**Short exercise 1**
Could you transcribe the passage on building a search results page word for word, starting with "What i’ve done" and going on through "sizes being calculated."?
**Short exercise 2**
Could you continue the passage on building a search results page, picking up right after its final sentence?

What i’ve done here is taken what seems the most relevant of the columns and tried to build a search results page. I’ve used the file extension to guess the file type and called that straight into an image tag. This will work if you are sure that you have an image for every filetype that comes out, alternately you can use a cfswitch with an default case that points to unknown_tiny.gif. (an icon of a page with a question mark on it). Next to the filetype is the filesize. The results come back in bytes, so in order to get KB and MB you have to calculate them. The if condition on line 13 displays kilobytes if the calcuated KB is less than 1000, and if it is not, then it displays in MB. the int function just rounds the value to the nearest integer. I did this because i had rediculously long sizes being calculated.
I calculate the url to put in the anchor by replacing the leading / and this works for my needs. Your mileage may vary. I take the title field and ditch the file extension using a regular expression and link using the calculated url, finally i display the summary.

**Collected material**
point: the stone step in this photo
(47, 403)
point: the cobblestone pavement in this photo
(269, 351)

**Reply 1**
What i’ve done here is taken what seems the most relevant of the columns and tried to build a search results page. I’ve used the file extension to guess the file type and called that straight into an image tag. This will work if you are sure that you have an image for every filetype that comes out, alternately you can use a cfswitch with an default case that points to unknown_tiny.gif. (an icon of a page with a question mark on it). Next to the filetype is the filesize. The results come back in bytes, so in order to get KB and MB you have to calculate them. The if condition on line 13 displays kilobytes if the calcuated KB is less than 1000, and if it is not, then it displays in MB. the int function just rounds the value to the nearest integer. I did this because i had rediculously long sizes being calculated.

**Reply 2**
This gives me something useful, until i can actually gather and search using more metadata than i have available to me straight from the file.

Creating and indexing your collection using ColdFusion Tags

Since i promised a full write up, here is how to create and index your collection using cf tags.

Creating

<cfcollection action="create" collection="miki_test" engine="solr" path="c:\coldfusion9\collections">

These are equivalent to the fields i had you enter above.
action is pretty self explanatory except that create may only be used once. you must delete before creating if you intend to use the cfcollection tag multiple times or create different collections.
collection is the same as the name you entered in the CF Admin
engine is how you specify whether to use solr or verity
path is, again, the path where you want the collection stored. Does not have to be inside web root.

Indexing
In theory, the following should work (not that i have been able to make it work, (it currently loads a blank page, but does not appear to index anything: it should do so:

<cfindex action="update" collection="miki_test" type="path" key="c:\coldfusion9\wwwroot\folklore_stuffies\folklore">

Oh and by the way, this little exercise did answer my question: Solr handles modern pdfs particularly well, even if the search results do leave something to be desired.